Excerpts from segmentation records

***

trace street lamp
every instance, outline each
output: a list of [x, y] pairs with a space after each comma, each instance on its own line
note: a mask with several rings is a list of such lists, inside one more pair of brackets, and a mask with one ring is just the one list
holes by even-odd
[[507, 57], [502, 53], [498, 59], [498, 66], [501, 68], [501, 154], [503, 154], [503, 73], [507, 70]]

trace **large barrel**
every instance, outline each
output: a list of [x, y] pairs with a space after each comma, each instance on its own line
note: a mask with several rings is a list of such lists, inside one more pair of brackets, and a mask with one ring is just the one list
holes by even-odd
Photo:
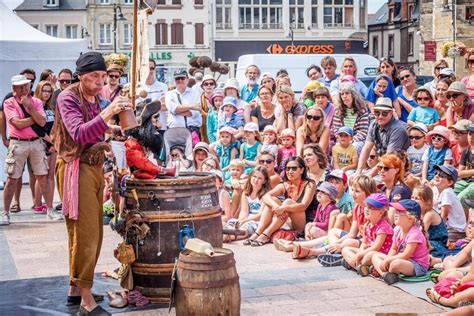
[[213, 247], [222, 247], [222, 222], [214, 175], [180, 173], [178, 178], [155, 180], [128, 179], [125, 206], [136, 207], [132, 194], [138, 194], [140, 210], [148, 220], [149, 235], [143, 242], [131, 238], [137, 260], [132, 264], [135, 288], [155, 303], [170, 299], [171, 274], [179, 256], [179, 232], [184, 225], [195, 237]]
[[181, 253], [176, 272], [176, 315], [240, 315], [234, 254], [214, 248], [214, 257]]

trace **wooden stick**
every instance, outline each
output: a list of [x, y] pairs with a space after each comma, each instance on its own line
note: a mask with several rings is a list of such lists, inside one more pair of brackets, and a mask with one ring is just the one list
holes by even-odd
[[138, 3], [139, 1], [137, 0], [133, 1], [132, 78], [130, 84], [130, 98], [134, 106], [137, 86], [137, 58], [139, 58], [139, 56], [137, 56]]

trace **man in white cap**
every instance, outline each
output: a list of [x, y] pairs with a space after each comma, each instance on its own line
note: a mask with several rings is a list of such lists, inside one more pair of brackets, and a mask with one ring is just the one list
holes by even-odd
[[367, 139], [359, 157], [357, 174], [362, 172], [374, 146], [379, 156], [406, 151], [410, 146], [408, 125], [396, 118], [390, 98], [378, 98], [373, 114], [375, 121], [370, 123]]
[[[49, 185], [47, 184], [48, 167], [44, 161], [46, 152], [43, 141], [32, 129], [33, 124], [44, 126], [46, 115], [41, 100], [30, 95], [31, 80], [24, 75], [12, 77], [13, 97], [5, 100], [5, 119], [10, 131], [10, 143], [7, 158], [5, 160], [5, 171], [7, 182], [3, 193], [3, 214], [0, 225], [10, 224], [10, 204], [21, 181], [23, 168], [27, 159], [31, 162], [33, 174], [43, 188], [45, 198], [49, 197]], [[47, 200], [48, 210], [52, 211], [52, 200]]]

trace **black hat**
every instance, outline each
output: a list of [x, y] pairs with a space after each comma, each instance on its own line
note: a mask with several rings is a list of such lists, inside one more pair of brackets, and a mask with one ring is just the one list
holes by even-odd
[[160, 101], [153, 101], [150, 103], [147, 103], [145, 107], [143, 108], [142, 114], [140, 115], [141, 117], [141, 122], [147, 121], [152, 117], [154, 114], [158, 113], [161, 109], [161, 102]]

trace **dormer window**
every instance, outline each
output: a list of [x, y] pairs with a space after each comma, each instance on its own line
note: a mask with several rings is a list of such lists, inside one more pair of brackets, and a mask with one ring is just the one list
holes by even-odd
[[59, 0], [44, 0], [45, 7], [59, 7]]

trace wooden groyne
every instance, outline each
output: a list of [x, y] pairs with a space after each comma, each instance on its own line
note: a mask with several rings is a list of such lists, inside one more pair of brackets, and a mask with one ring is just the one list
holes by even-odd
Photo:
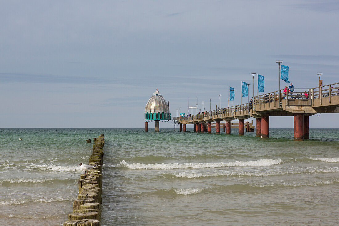
[[[73, 212], [63, 226], [99, 226], [101, 209], [101, 166], [105, 138], [103, 134], [94, 138], [93, 153], [88, 164], [95, 168], [83, 174], [78, 181], [79, 194], [73, 203]], [[88, 142], [87, 142], [87, 143]]]

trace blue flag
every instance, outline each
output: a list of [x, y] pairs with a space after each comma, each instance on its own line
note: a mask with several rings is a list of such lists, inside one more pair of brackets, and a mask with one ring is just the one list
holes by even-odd
[[284, 65], [280, 65], [280, 78], [287, 83], [290, 83], [288, 81], [288, 67]]
[[263, 93], [264, 92], [264, 87], [265, 86], [265, 82], [264, 79], [265, 78], [262, 75], [258, 75], [258, 92], [259, 93]]
[[234, 88], [230, 87], [230, 100], [234, 100]]
[[248, 93], [248, 89], [247, 87], [247, 83], [242, 82], [242, 90], [241, 92], [242, 92], [242, 97], [247, 96], [247, 94]]

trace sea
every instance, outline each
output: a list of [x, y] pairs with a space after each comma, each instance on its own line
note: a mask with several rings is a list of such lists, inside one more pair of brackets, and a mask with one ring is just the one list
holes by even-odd
[[0, 129], [0, 225], [62, 225], [102, 134], [101, 225], [339, 224], [339, 129], [151, 128]]

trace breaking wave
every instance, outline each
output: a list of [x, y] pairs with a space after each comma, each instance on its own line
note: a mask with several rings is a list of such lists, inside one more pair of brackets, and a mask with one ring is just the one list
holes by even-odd
[[8, 178], [0, 180], [0, 184], [3, 185], [11, 184], [30, 184], [35, 183], [44, 183], [44, 182], [53, 183], [54, 182], [64, 182], [66, 181], [74, 181], [73, 179], [60, 179], [58, 178], [49, 179], [31, 178], [31, 179], [13, 179]]
[[174, 188], [173, 190], [178, 194], [187, 195], [200, 193], [203, 188]]
[[339, 162], [339, 158], [310, 158], [313, 160], [319, 160], [327, 163], [337, 163]]
[[263, 184], [263, 185], [250, 185], [254, 187], [260, 187], [264, 188], [270, 187], [275, 187], [277, 186], [281, 187], [302, 187], [304, 186], [317, 186], [323, 185], [332, 184], [335, 183], [339, 182], [339, 180], [330, 180], [329, 181], [315, 181], [308, 183], [282, 183], [276, 184]]
[[330, 173], [333, 172], [339, 172], [339, 168], [335, 168], [319, 170], [310, 170], [296, 171], [285, 171], [285, 172], [263, 172], [257, 173], [251, 172], [241, 172], [241, 173], [215, 173], [210, 174], [203, 173], [186, 173], [182, 172], [179, 173], [172, 173], [172, 175], [177, 177], [183, 177], [184, 178], [199, 178], [200, 177], [216, 177], [222, 176], [275, 176], [278, 175], [283, 175], [286, 174], [297, 174], [300, 173]]
[[63, 201], [73, 201], [74, 197], [67, 198], [55, 197], [51, 199], [19, 199], [11, 201], [0, 202], [0, 205], [12, 205], [23, 204], [27, 203], [51, 203], [54, 202], [62, 202]]
[[127, 167], [132, 169], [168, 169], [183, 168], [218, 168], [232, 166], [267, 166], [280, 164], [282, 161], [277, 159], [265, 158], [253, 161], [236, 161], [229, 163], [142, 163], [129, 164], [123, 160], [120, 162], [119, 166]]
[[26, 167], [26, 170], [29, 170], [32, 169], [37, 169], [42, 170], [52, 170], [59, 171], [82, 171], [79, 166], [56, 166], [53, 164], [46, 165], [45, 164], [37, 165], [33, 163], [31, 163], [30, 166]]

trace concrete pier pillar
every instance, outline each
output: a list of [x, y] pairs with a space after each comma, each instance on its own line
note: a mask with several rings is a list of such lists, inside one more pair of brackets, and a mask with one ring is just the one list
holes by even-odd
[[226, 125], [226, 129], [225, 130], [225, 132], [226, 132], [226, 134], [231, 134], [231, 121], [226, 121], [226, 122], [225, 123], [225, 125]]
[[215, 134], [220, 134], [220, 121], [215, 122]]
[[261, 117], [261, 137], [270, 137], [270, 116], [263, 116]]
[[207, 133], [211, 133], [212, 132], [212, 123], [207, 123]]
[[302, 141], [304, 140], [304, 114], [295, 113], [294, 114], [294, 140]]
[[245, 130], [245, 120], [239, 119], [239, 136], [243, 136]]
[[205, 124], [203, 123], [200, 124], [200, 132], [202, 133], [205, 132]]
[[304, 116], [304, 139], [310, 139], [310, 128], [308, 125], [308, 116]]
[[257, 136], [261, 136], [261, 118], [257, 118]]

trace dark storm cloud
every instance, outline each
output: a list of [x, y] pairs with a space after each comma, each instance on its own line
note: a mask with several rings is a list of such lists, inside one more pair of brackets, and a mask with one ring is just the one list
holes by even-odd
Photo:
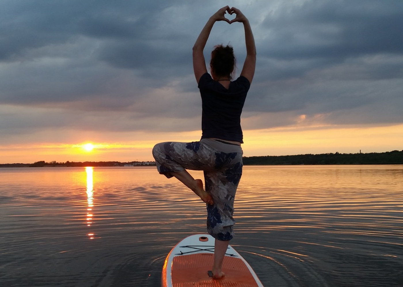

***

### Description of the task
Copy the listing verbatim from the line with "trace **large barrel**" to the line with "211], [52, 200]]]", including both of those lines. Leave out the pictures.

### Full solution
trace **large barrel**
every instance, outline each
output: a list of [x, y] pairs with a space after each comma, each instance on its own line
note: a mask with several rings is a list of such lists, inside one more pair of brackets, and a mask with one ring is just the one list
holes by even-odd
Photo:
[[213, 247], [222, 247], [222, 222], [214, 175], [180, 173], [178, 178], [155, 180], [128, 179], [125, 206], [136, 207], [132, 194], [138, 194], [140, 210], [148, 220], [149, 235], [143, 242], [131, 238], [137, 260], [132, 264], [135, 288], [155, 303], [170, 299], [171, 274], [179, 256], [179, 232], [184, 225], [195, 237]]
[[181, 253], [176, 272], [176, 315], [240, 315], [234, 254], [214, 248], [214, 257]]

trace **wooden stick**
every instance, outline each
output: a list of [x, y] pairs with a space after each comma, each instance on its own line
note: a mask with several rings is a list of such lists, inside one more pair of brackets, and a mask with one ring is just the one list
holes by even-odd
[[138, 3], [139, 1], [137, 0], [133, 1], [132, 78], [130, 84], [130, 98], [134, 106], [137, 86], [137, 58], [139, 58], [139, 56], [137, 56]]

trace **man in white cap**
every instance, outline each
output: a list of [x, y] pairs with a space after each comma, each instance on its own line
note: a mask with several rings is a list of such lists, inside one more pair of brackets, and a mask with one ring is just the one list
holes by even-odd
[[367, 139], [359, 157], [357, 174], [362, 172], [374, 146], [379, 156], [406, 151], [410, 146], [408, 125], [396, 118], [390, 98], [378, 98], [373, 114], [375, 121], [370, 123]]
[[[49, 185], [47, 184], [48, 167], [44, 161], [46, 152], [43, 141], [32, 129], [33, 124], [44, 126], [46, 115], [41, 100], [30, 95], [31, 80], [24, 75], [12, 77], [13, 97], [5, 100], [5, 119], [10, 131], [10, 143], [7, 158], [5, 160], [5, 171], [7, 182], [3, 193], [3, 214], [0, 225], [10, 224], [10, 204], [21, 181], [23, 168], [27, 159], [31, 162], [33, 174], [43, 188], [45, 198], [49, 197]], [[47, 200], [48, 210], [52, 211], [52, 200]]]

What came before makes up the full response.